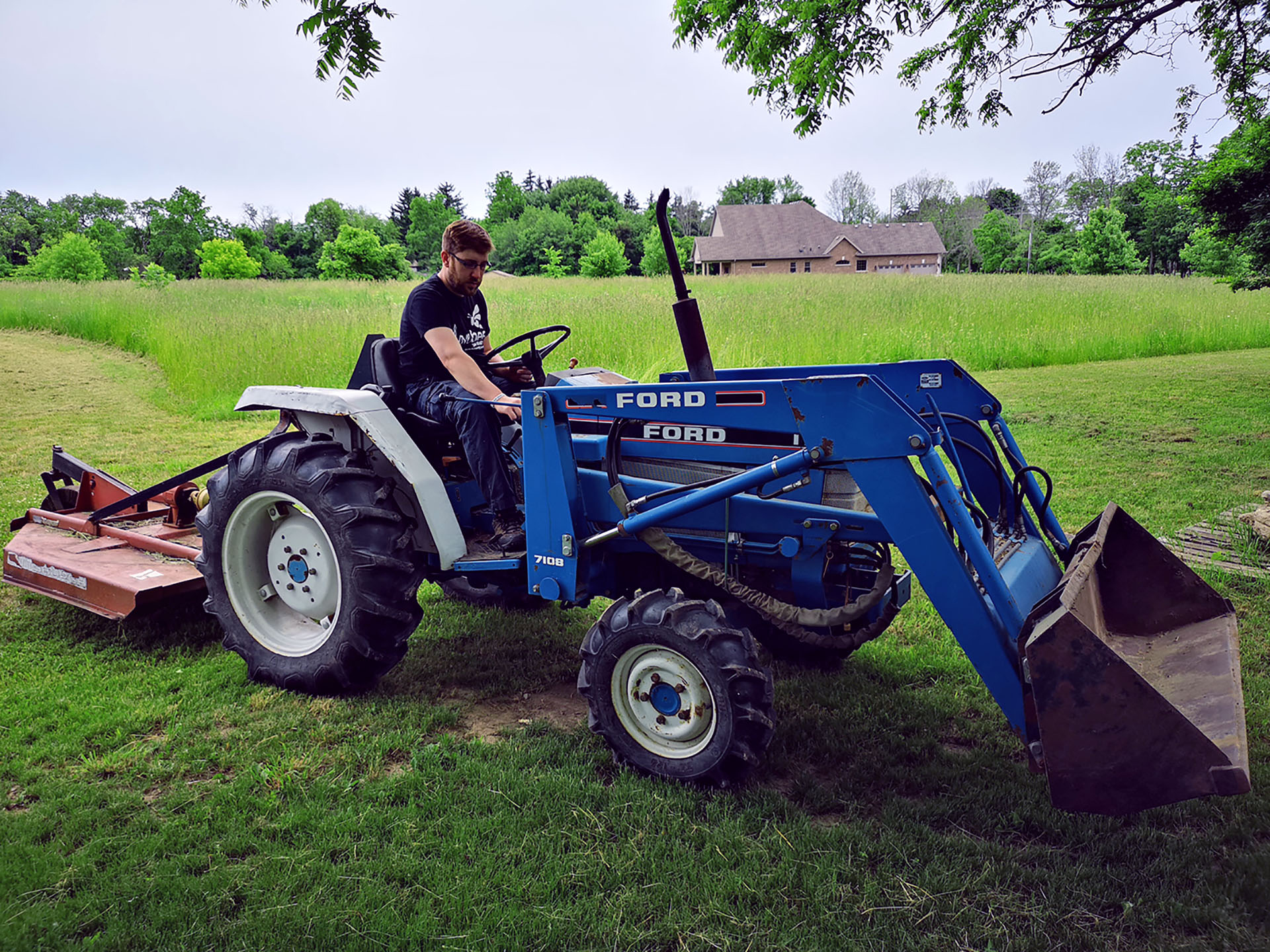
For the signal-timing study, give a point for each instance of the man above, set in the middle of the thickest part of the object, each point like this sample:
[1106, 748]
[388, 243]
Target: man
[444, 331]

• • • • • • •

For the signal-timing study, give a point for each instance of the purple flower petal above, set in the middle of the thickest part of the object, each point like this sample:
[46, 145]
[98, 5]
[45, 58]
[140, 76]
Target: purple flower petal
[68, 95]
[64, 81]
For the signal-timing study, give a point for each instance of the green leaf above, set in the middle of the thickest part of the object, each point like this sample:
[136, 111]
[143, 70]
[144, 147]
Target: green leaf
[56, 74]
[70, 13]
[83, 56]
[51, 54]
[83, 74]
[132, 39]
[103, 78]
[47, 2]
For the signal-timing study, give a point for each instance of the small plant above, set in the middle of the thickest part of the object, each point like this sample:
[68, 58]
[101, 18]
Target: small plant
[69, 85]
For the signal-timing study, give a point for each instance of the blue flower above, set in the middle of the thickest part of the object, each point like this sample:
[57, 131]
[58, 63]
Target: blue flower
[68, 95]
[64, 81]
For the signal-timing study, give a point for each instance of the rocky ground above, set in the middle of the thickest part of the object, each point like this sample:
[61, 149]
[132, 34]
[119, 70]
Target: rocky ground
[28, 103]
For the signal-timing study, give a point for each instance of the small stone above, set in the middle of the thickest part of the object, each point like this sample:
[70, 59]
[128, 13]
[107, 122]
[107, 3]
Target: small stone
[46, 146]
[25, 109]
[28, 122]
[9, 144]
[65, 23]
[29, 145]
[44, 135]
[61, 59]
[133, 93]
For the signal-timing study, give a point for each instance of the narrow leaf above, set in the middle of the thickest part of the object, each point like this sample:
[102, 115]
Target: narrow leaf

• • • • • • •

▶ [WHAT IS BEING ASKED] Within the material above, find the lines that contain the word "narrow"; copy them.

▶ [REPLY TO THE TASK]
For the signal-timing study, give a point for each instance of the narrow leaf above, set in the middle of the thickest part of the object, each point like this sample:
Target: narrow leaf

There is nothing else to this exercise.